Saved entries
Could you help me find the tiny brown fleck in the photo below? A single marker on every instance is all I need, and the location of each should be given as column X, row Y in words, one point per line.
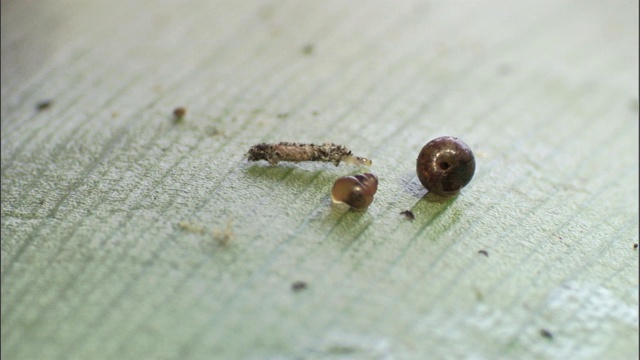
column 179, row 112
column 546, row 334
column 408, row 214
column 44, row 105
column 298, row 286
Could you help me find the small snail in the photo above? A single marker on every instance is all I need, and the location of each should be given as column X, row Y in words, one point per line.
column 445, row 165
column 355, row 190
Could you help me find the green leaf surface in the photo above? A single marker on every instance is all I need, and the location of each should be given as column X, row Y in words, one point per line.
column 129, row 235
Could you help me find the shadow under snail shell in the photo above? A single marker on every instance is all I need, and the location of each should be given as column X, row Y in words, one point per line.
column 445, row 165
column 355, row 190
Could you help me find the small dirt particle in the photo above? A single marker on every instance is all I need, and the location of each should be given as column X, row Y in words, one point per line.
column 298, row 286
column 223, row 237
column 191, row 227
column 179, row 113
column 44, row 105
column 408, row 214
column 546, row 334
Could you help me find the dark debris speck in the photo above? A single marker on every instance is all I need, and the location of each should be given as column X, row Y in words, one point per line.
column 408, row 214
column 546, row 334
column 298, row 286
column 44, row 105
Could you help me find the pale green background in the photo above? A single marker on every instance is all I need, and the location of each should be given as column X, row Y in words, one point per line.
column 96, row 263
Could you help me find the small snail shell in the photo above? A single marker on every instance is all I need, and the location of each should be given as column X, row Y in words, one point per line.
column 355, row 190
column 445, row 165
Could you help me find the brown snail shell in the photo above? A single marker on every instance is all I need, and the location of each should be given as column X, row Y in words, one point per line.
column 445, row 165
column 355, row 190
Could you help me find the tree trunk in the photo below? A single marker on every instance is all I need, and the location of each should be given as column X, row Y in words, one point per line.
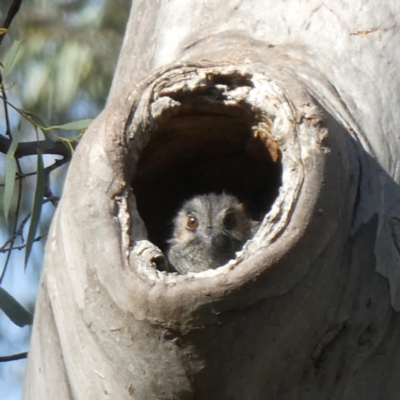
column 291, row 106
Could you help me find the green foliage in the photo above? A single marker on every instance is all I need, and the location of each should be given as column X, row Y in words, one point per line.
column 11, row 170
column 57, row 61
column 14, row 310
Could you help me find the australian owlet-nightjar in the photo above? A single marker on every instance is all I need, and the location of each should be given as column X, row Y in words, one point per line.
column 208, row 231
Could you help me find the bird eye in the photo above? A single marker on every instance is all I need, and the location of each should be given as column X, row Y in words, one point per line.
column 192, row 222
column 229, row 220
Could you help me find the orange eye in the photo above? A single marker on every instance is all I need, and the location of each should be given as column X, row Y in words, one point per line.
column 192, row 222
column 229, row 220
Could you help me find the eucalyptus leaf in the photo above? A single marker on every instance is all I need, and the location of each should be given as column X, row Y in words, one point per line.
column 14, row 310
column 41, row 181
column 11, row 169
column 10, row 58
column 75, row 125
column 41, row 124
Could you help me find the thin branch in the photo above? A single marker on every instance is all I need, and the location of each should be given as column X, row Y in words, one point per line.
column 20, row 247
column 12, row 12
column 30, row 148
column 14, row 357
column 19, row 169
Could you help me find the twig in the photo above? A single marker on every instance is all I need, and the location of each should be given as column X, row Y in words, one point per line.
column 22, row 246
column 30, row 148
column 19, row 169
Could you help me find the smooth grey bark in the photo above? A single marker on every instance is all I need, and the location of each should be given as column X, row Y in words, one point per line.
column 308, row 91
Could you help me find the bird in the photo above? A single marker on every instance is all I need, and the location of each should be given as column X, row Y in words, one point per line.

Requirement
Make an exact copy of the data, leaving its pictures out.

Completed exercise
Could you help me find the tiny brown fleck in the photo below? A single marker on every instance is all I need, and the location of each should be given as column X, row Y in words, one point per line.
column 179, row 112
column 546, row 334
column 408, row 214
column 44, row 105
column 298, row 286
Could you help me find the small snail in the photo above? A single marker on every instance is all I need, and the location of each should be given as column X, row Y in words, one point per line.
column 445, row 165
column 355, row 190
Could you help me find the green leaf surface in the photo above? A single marker on every instance is all I need, and the location of each should be given as column X, row Y in words, one point per line.
column 129, row 235
Could you help me find the shadow under snail shell in the photo above? A single marker on every instance is all I need, and the location of each should be given as column X, row Y in words, one point per line.
column 445, row 165
column 355, row 190
Could you help me find the small dirt particle in the photo above? A single marker on every instance is all I need, and the location of each should be given as column X, row Y in words, one point per line.
column 298, row 286
column 223, row 237
column 191, row 227
column 179, row 113
column 44, row 105
column 408, row 214
column 546, row 334
Could you help me find the dark debris speck in the photo above? A single marker on every instance is all I need, and the location of each should be given as column X, row Y in words, one point per line.
column 408, row 214
column 546, row 334
column 298, row 286
column 44, row 105
Could you help me find the pale green background in the photo above? A single marker on every instance is all I need, and the location of each should be given as column X, row Y in words, one point per line.
column 96, row 263
Could you help me find the small snail shell in the photo above? A single marker on every instance is all I need, and the location of each should be given as column X, row Y in words, one point per line.
column 355, row 190
column 445, row 165
Could you help me find the brown snail shell in the photo above? A single marker on every instance is all I need, and the location of each should be given as column X, row Y in words, one point per line.
column 445, row 165
column 355, row 190
Could you help me find the tree trunk in the photo below? A single marker on every instance is all I need, and the location of each should be given as column X, row Y in words, one point per line.
column 291, row 106
Could you help me find the green foliage in the photo above? A single marker on every instance is all I need, and the location of each should be given as column X, row Y in words, one point per line.
column 11, row 170
column 57, row 61
column 14, row 310
Could you help me find the australian owlet-nightjar in the photo above? A single marker on every instance is all I need, and the location of each should be given as column X, row Y in words, one point per line.
column 208, row 231
Could you help me find the bird eye in the photo above? A single marker on every instance is all I need, and the location of each should be given as column X, row Y in words, one point per line.
column 192, row 222
column 229, row 220
Could you help me find the orange eye in the photo above? A single marker on every instance is all I need, and the location of each should be given as column X, row Y in words, one point per line.
column 192, row 222
column 229, row 220
Could you help me find the eucalyptus leaf in the photo above? A single marker on every instance is all I need, and the location of each should be given as column X, row Y in words, one point per line.
column 14, row 310
column 41, row 181
column 11, row 169
column 10, row 58
column 75, row 125
column 41, row 124
Could you help me find the thin branch in the photo above? A single marker on every instance is all I need, and the location of each should be given as column X, row Y in words, one point per line.
column 20, row 247
column 12, row 12
column 30, row 148
column 14, row 357
column 19, row 169
Could you help me find the twig in the photo above? A single marker on every instance is all I need, and the location of each should be given as column X, row Y in words, one point per line.
column 22, row 246
column 30, row 148
column 19, row 169
Could you help me find the smooth grey bark in the photo above? A single marker on every instance is all I need, and the location of each should be given as column X, row Y in words, one point per line.
column 308, row 91
Could you help me find the bird in the photo above? A single marker on every instance is all I need, and the location of each should be given as column X, row Y in words, one point per line.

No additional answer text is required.